▶ ARBEITSAUFTRÄGE:
1. Wie viel soll VA-Präsidentin Eva Hemberger laut dem Text über die Versorgungsanstalt jährlich erhalten?
2. Schreiben Sie den Text über die Versorgungsanstalt im Anschluss an seinen letzten Satz weiter.

____ LESETEXT

Weshalb legt VA-Präsidentin ihre Bezüge nicht offen?

Einer der Kernpunkte des Streits ist die Aufwandsentschädigung, die die Heidelberger Zahnärztin erhält. Einige VA-Mitglieder können nicht nachvollziehen, weshalb die Führungsspitze ihre Bezüge nicht transparent offenlegt, etwa um Spekulationen zu vermeiden. SWR-Recherchen ergaben, dass der ehemalige VA-Präsident 80.000 Euro für sein Ehrenamt erhielt. Die jetzige VA-Präsidentin Eva Hemberger soll jährlich über 200.000 Euro erhalten. Über ihre Bezüge äußerte sich Hemberger gegenüber dem SWR nur schriftlich.

"Da die Versorgungsanstalt sich selbst verwaltet und keinerlei öffentliche Gelder erhält, ist eine Offenlegung von Aufwandsentschädigungen und ähnlichem weder notwendig noch angezeigt".

Aus dem Sozialministerium heißt es dazu, dass es konkrete Fragen zu personalbezogenen Vorgängen "aus Datenschutzgründen" nicht beantworten kann. Eigentliches Kontrollgremium der VA- Führungsspitze ist der Verwaltungsrat. Doch dessen Mitglieder können sich öffentlich nicht äußern. Sie haben eine Verschwiegenheitsklausel unterschrieben.

OB Palmer legt VA-Präsidentin Rücktritt nahe

Der Tübinger Oberbürgermeister Palmer hat beschlossen, an die Öffentlichkeit zu gehen, weil auch die Stadt bislang schlechte Erfahrungen mit der Versorgungsanstalt gemacht. Sie habe erfolglos versucht, in einer Immobilie der VA einen Stadtteiltreff zu gründen. Dabei sei er immer wieder auf Missstände in der VA angesprochen worden. Zum Beispiel, dass ein unliebsamer Mitarbeiter überraschend beurlaubt wurde, zu einem Zeitpunkt, als er einen Personalrat gründen wollte. Palmer forderte gegenüber dem SWR die Präsidentin der Versorgungsanstalt auf, zurückzutreten. Die Zustände in der VA seien unhaltbar.

________
____ ANGABEN

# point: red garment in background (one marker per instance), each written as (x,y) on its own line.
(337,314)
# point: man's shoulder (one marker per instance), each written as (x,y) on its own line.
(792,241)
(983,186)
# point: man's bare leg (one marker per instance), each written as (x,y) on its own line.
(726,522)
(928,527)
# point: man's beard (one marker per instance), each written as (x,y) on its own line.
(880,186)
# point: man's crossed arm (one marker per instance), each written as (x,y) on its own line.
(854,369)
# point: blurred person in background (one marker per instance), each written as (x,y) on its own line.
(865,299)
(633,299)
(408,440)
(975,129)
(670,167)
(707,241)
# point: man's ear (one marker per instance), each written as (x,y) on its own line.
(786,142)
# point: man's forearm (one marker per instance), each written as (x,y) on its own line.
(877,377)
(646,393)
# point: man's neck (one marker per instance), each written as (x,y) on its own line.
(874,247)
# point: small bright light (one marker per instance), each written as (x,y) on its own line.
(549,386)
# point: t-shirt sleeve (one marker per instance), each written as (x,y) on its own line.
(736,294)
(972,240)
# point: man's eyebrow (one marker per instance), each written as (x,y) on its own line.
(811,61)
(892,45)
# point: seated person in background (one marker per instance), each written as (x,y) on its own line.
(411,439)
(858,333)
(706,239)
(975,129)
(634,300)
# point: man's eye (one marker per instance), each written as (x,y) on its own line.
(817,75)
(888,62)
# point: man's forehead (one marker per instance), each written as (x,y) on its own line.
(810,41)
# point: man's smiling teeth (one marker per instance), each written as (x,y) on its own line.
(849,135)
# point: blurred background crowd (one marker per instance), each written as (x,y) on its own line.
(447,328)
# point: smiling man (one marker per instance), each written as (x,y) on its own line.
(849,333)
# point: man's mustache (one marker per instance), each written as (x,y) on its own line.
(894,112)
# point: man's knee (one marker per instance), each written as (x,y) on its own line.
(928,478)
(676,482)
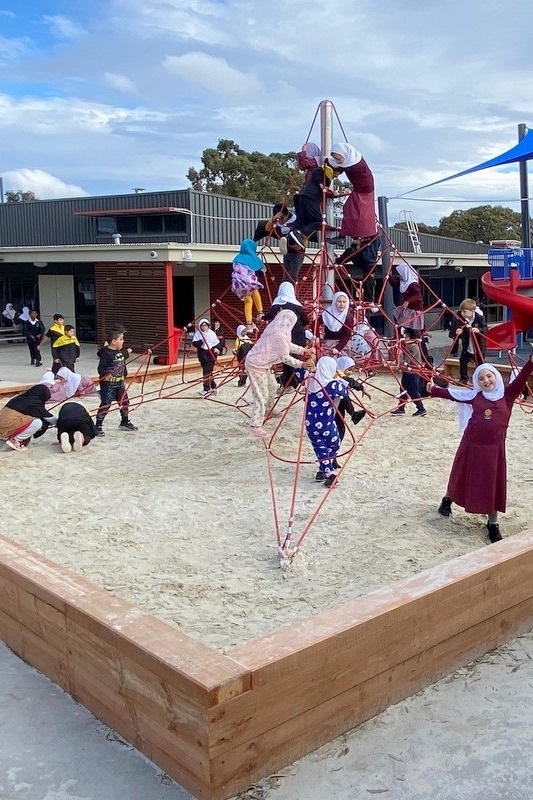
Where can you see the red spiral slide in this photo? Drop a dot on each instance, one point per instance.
(517, 295)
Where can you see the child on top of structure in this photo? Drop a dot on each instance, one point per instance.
(112, 371)
(411, 313)
(208, 348)
(66, 349)
(309, 158)
(308, 206)
(244, 281)
(243, 345)
(468, 329)
(478, 478)
(325, 391)
(274, 345)
(338, 322)
(410, 382)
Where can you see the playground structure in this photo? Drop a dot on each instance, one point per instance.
(218, 722)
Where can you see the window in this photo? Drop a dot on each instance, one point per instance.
(106, 226)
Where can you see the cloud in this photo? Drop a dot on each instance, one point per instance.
(63, 27)
(213, 74)
(120, 82)
(42, 184)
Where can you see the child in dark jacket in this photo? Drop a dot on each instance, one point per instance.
(112, 371)
(66, 349)
(468, 329)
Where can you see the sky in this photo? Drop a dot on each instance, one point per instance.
(103, 96)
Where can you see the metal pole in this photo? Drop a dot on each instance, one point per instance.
(326, 141)
(388, 298)
(524, 194)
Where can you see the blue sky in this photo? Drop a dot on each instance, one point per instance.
(100, 97)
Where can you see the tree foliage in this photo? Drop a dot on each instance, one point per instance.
(480, 224)
(228, 169)
(19, 197)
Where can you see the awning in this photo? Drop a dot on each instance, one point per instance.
(522, 151)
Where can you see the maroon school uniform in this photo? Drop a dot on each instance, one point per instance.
(478, 478)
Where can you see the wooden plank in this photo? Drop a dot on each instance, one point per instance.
(336, 658)
(249, 761)
(203, 672)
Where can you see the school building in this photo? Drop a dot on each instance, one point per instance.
(156, 261)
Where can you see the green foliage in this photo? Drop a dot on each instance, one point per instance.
(482, 224)
(19, 197)
(227, 169)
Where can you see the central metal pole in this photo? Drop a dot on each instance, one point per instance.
(326, 141)
(524, 194)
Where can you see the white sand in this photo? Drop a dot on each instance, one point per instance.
(177, 518)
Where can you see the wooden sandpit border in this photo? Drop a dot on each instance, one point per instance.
(217, 723)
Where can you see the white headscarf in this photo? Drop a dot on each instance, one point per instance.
(407, 274)
(208, 337)
(312, 150)
(350, 156)
(286, 295)
(72, 380)
(344, 363)
(333, 318)
(465, 396)
(326, 370)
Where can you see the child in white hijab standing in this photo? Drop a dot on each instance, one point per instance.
(273, 346)
(478, 478)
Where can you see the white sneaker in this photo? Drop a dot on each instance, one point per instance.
(65, 442)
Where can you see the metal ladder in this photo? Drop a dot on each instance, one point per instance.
(412, 230)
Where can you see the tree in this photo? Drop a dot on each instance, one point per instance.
(227, 169)
(19, 197)
(482, 224)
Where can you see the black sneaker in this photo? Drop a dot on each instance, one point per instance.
(128, 426)
(445, 508)
(494, 532)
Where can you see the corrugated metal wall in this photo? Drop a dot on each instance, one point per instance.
(134, 295)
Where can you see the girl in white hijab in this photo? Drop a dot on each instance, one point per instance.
(338, 324)
(478, 478)
(208, 347)
(273, 346)
(325, 392)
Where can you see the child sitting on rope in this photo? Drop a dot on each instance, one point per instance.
(243, 345)
(209, 347)
(325, 391)
(274, 345)
(244, 281)
(410, 382)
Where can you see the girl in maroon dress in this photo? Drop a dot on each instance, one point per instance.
(478, 478)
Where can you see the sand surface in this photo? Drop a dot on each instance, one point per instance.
(179, 519)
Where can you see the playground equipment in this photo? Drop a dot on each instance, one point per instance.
(510, 282)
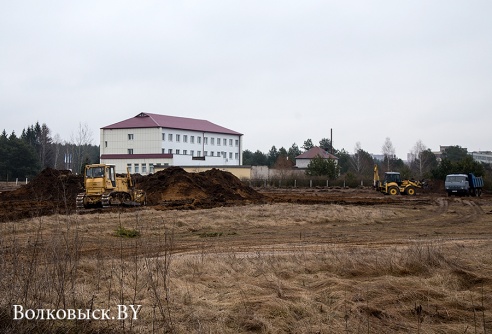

________

▶ LÖSUNGEN:
1. Über 200.000 Euro.

2.
"Mich ärgert das Gesamtbild. Eine Präsidentin, die 250.00 Euro im Jahr einstreicht aber behauptet, das sei nicht so und den echten Betrag nicht nennen will. Eine VA, die die Gründung eines Personalrates verhindert und die Leute rauswerfen will, die dies tun. Und eine VA, die dem Gemeinderat sagt, ist uns doch wurscht, was ihr wollt, Hauptsache bei uns stimmt die Rendite und Stadtteiltreffs stören das Zusammenleben. Wo leben wir eigentlich? Dass ist wirklich unerträglich."

Versorgungsanstalt kommuniziert über Medienberater

Die Versorgungsanstalt habe außerdem für ein erkleckliches Honorar eine Medienberatung eingeschaltet, die dafür gesorgt hat, eine öffentliche Debatte über einen Stadtteiltreff zu verhindern, so Palmer. Die Medienberater der VA nahmen jüngst auch Kontakt zum SPD-Bundestagsabgeordneten Martin Rosemann auf. Er unterstützt die 100 Mitarbeiter bei der Gründung eines Personalrates.

Gründe für überraschende Beurlaubung eines Mitarbeiters unklar

Unterstützung gibt es auch von der Gewerkschaft ver.di. Der Bezirksvorsitzende der Region Neckar-Alb, Benjamin Stein, begleitete den beurlaubten VA-Mitarbeiter beim Gang vor das Reutlinger Arbeitsgericht. Um wieder arbeiten zu dürfen, beantragte der Mitarbeiter dort vergeblich eine einstweilige Verfügung. Seither durfte er die VA nur unter Aufsicht betreten. Eine Begründung für seine Beurlaubung habe er bis heute nicht erhalten, so Stein. Er vermutet, dass der Mitarbeiter beurlaubt wurde, weil er einen Personalrat gründen wollte. Man kenne das von anderen Betrieben, die so gegen die Initiatoren vorgehen wollten, so Stein.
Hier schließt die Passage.